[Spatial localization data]
>>
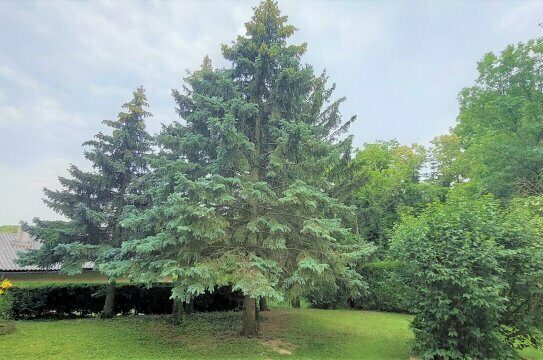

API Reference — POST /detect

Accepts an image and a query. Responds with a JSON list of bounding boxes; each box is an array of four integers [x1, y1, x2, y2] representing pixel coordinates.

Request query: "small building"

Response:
[[0, 228, 96, 282]]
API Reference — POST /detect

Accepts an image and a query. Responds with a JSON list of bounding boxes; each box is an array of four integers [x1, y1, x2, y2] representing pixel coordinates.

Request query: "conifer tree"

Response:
[[18, 87, 153, 318], [108, 1, 374, 336]]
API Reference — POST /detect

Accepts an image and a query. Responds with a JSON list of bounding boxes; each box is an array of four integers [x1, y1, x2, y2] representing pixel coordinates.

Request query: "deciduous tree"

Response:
[[453, 38, 543, 198]]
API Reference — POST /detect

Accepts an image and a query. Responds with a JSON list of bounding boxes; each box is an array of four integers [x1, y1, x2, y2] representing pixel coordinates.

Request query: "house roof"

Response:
[[0, 230, 93, 272], [0, 231, 56, 271]]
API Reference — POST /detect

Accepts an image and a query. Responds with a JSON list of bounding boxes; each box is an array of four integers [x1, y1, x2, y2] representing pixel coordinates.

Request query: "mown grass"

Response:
[[8, 272, 129, 288], [0, 309, 542, 359], [524, 347, 543, 360], [0, 225, 18, 233]]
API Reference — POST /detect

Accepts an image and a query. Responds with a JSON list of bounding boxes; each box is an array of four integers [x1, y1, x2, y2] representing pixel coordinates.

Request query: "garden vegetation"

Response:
[[7, 1, 543, 358]]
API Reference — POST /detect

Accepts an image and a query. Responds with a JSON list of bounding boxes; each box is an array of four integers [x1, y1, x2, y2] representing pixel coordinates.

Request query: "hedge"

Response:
[[1, 284, 243, 320], [352, 261, 415, 313], [305, 261, 415, 313]]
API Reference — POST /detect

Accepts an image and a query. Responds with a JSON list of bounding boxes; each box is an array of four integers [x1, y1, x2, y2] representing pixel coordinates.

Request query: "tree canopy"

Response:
[[348, 140, 426, 246], [453, 38, 543, 198]]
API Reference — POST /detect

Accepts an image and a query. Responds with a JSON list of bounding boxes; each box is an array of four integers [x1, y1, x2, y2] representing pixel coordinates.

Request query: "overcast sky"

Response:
[[0, 0, 542, 224]]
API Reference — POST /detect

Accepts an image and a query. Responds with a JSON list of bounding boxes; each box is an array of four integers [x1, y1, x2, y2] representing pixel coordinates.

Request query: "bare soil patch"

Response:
[[259, 310, 297, 355]]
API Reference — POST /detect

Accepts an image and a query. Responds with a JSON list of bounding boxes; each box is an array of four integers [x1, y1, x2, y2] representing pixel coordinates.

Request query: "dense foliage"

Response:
[[0, 280, 13, 321], [498, 197, 543, 350], [392, 191, 543, 359], [452, 38, 543, 198], [352, 261, 414, 313], [348, 141, 427, 246], [392, 194, 511, 359], [305, 261, 414, 313]]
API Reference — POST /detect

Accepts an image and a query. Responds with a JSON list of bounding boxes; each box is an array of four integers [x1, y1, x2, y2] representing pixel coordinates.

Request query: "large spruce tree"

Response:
[[107, 0, 374, 336], [19, 87, 153, 318]]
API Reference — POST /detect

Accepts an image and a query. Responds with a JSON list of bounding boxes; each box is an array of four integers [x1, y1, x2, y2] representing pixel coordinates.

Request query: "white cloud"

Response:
[[499, 1, 543, 32], [0, 94, 85, 129], [0, 157, 71, 224], [89, 84, 130, 98], [40, 0, 248, 79], [0, 64, 40, 91]]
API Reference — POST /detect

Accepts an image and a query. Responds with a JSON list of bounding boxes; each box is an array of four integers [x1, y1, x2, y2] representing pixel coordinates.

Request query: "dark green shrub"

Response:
[[305, 261, 415, 313], [304, 279, 350, 309], [353, 261, 415, 313], [7, 284, 243, 320], [0, 292, 14, 320], [392, 194, 515, 359]]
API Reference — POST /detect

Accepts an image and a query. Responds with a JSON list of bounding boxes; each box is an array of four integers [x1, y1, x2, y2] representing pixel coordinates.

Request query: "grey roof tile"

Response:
[[0, 232, 54, 271], [0, 231, 93, 272]]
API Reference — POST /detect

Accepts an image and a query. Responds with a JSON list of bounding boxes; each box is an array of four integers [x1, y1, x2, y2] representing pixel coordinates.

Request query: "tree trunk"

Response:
[[259, 297, 270, 311], [184, 298, 195, 314], [241, 295, 257, 337], [101, 282, 116, 318], [241, 86, 261, 337], [172, 299, 184, 323], [292, 296, 301, 308]]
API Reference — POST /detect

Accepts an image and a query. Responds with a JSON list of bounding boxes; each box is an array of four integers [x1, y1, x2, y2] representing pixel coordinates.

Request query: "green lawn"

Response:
[[8, 272, 129, 288], [1, 309, 542, 359]]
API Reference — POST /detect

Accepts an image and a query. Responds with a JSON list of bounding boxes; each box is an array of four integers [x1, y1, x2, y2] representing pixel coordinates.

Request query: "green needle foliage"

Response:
[[105, 0, 374, 336], [18, 87, 153, 318]]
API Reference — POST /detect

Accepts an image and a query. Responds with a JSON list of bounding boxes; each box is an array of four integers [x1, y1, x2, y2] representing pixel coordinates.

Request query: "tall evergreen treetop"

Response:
[[19, 87, 153, 317], [108, 0, 374, 336]]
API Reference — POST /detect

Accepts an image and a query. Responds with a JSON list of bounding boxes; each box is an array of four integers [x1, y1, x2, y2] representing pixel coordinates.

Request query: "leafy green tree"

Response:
[[428, 134, 464, 189], [18, 87, 153, 318], [392, 189, 543, 358], [107, 0, 374, 336], [339, 140, 427, 246], [453, 38, 543, 198]]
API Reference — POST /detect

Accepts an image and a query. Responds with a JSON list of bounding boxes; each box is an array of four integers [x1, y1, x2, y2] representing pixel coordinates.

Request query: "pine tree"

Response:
[[18, 87, 153, 318], [108, 0, 374, 336]]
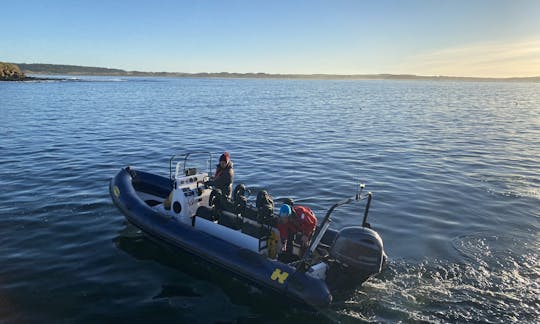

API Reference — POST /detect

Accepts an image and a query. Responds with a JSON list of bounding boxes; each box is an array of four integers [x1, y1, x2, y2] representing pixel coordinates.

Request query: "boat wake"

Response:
[[326, 232, 539, 323]]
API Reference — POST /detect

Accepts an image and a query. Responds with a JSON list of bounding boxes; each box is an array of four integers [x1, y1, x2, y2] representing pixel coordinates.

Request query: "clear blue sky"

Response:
[[1, 0, 539, 77]]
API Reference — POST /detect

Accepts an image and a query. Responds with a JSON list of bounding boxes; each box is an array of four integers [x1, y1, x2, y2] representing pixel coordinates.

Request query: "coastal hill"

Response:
[[1, 62, 26, 80], [13, 63, 540, 82]]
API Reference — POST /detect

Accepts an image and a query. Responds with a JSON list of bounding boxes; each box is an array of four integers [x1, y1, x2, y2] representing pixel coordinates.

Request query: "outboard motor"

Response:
[[304, 188, 385, 290], [330, 226, 385, 277]]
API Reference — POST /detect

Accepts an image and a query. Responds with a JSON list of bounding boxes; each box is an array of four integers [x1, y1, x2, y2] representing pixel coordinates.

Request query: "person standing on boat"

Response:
[[277, 202, 317, 255], [213, 152, 234, 199]]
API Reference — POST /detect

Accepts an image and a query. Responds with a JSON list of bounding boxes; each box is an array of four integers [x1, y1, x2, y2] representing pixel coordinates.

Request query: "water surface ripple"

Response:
[[1, 77, 538, 322]]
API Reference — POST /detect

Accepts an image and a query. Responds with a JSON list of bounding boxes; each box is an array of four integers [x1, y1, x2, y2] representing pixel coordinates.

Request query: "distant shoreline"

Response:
[[15, 63, 540, 82]]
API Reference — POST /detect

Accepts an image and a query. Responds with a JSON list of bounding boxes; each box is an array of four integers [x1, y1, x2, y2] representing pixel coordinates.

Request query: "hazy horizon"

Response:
[[13, 62, 540, 79]]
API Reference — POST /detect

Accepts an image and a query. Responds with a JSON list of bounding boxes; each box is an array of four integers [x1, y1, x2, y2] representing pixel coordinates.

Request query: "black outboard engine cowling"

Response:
[[330, 226, 385, 276]]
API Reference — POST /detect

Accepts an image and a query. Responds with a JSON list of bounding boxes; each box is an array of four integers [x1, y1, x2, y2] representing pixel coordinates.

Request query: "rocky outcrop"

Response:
[[0, 62, 26, 81]]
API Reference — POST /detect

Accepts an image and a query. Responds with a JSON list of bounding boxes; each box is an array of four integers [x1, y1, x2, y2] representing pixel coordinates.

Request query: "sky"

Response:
[[1, 0, 539, 77]]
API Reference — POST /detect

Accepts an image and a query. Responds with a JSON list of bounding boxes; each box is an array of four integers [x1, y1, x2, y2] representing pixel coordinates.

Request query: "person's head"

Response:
[[279, 204, 292, 223], [219, 152, 230, 168]]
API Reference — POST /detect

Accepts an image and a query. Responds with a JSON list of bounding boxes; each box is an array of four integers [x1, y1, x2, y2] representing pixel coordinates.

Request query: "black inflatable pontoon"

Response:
[[110, 152, 385, 307]]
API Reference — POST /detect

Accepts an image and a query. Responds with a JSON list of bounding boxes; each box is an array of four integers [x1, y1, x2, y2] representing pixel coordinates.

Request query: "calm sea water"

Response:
[[1, 76, 538, 323]]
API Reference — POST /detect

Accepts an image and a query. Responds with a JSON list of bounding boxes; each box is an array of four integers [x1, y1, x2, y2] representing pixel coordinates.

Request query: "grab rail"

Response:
[[296, 186, 373, 271]]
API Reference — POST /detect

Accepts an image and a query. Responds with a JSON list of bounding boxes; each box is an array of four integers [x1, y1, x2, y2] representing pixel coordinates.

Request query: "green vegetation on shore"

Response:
[[10, 63, 540, 82]]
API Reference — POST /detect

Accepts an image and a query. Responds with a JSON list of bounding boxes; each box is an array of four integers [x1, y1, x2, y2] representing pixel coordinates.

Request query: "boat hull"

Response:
[[110, 167, 332, 307]]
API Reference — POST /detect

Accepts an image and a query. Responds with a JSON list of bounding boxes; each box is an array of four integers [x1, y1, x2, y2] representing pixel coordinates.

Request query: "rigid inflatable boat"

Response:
[[109, 152, 385, 307]]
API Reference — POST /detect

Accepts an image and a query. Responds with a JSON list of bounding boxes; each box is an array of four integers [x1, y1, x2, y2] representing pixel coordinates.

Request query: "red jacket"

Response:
[[213, 161, 234, 198], [278, 206, 318, 242]]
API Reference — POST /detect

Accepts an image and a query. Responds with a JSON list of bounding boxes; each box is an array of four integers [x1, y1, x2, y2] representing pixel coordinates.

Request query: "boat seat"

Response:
[[242, 207, 259, 222], [239, 206, 278, 227], [219, 200, 237, 213], [218, 210, 242, 230], [215, 196, 278, 226], [241, 221, 269, 239], [196, 206, 215, 221], [265, 216, 278, 228]]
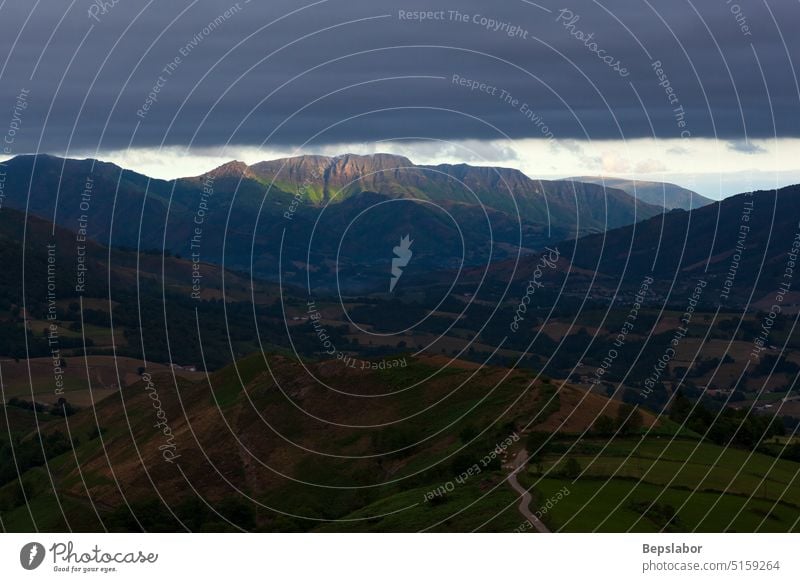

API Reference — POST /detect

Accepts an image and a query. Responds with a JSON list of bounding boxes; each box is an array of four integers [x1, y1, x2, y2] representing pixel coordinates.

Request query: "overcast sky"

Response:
[[1, 0, 798, 197]]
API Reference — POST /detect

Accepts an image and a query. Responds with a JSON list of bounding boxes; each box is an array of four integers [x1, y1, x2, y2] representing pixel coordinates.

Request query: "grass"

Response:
[[528, 477, 799, 532], [0, 466, 105, 532], [4, 352, 797, 533], [314, 475, 523, 532], [520, 436, 800, 532], [210, 352, 267, 408]]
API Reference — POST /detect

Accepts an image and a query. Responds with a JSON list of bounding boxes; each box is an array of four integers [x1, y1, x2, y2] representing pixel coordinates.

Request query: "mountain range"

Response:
[[0, 153, 671, 291], [569, 176, 713, 210]]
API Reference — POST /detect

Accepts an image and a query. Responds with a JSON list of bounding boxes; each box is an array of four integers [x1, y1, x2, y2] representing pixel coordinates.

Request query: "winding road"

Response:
[[508, 449, 551, 533]]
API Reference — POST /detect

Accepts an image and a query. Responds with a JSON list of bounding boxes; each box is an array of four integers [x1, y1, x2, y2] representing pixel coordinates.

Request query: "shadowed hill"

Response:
[[570, 176, 713, 210], [0, 353, 653, 532], [474, 184, 800, 307]]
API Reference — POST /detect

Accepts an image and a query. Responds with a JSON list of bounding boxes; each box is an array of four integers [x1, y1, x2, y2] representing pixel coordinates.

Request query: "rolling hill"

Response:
[[470, 184, 800, 308], [570, 176, 713, 210], [566, 184, 800, 304], [0, 202, 282, 370], [0, 353, 651, 532]]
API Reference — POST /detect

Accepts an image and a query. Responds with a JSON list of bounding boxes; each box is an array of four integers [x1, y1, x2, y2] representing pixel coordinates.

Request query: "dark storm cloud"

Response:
[[0, 0, 798, 154]]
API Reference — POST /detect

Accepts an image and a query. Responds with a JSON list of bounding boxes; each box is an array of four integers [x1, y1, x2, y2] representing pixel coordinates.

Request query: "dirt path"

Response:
[[508, 449, 550, 533]]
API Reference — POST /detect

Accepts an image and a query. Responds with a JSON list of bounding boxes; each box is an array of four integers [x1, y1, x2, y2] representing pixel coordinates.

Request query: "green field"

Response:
[[520, 437, 800, 532]]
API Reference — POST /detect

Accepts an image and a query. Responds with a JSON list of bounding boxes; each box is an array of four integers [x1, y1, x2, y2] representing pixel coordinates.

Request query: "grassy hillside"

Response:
[[2, 352, 797, 532], [0, 354, 635, 532], [519, 436, 800, 532]]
<<
Work request - Identify all lines in the records above with the word "boat".

Output for this exercise -
Request query: "boat wake"
Request query: "person standing on boat"
Request query: "boat hull"
Request query: "rigid inflatable boat"
Request query: "boat seat"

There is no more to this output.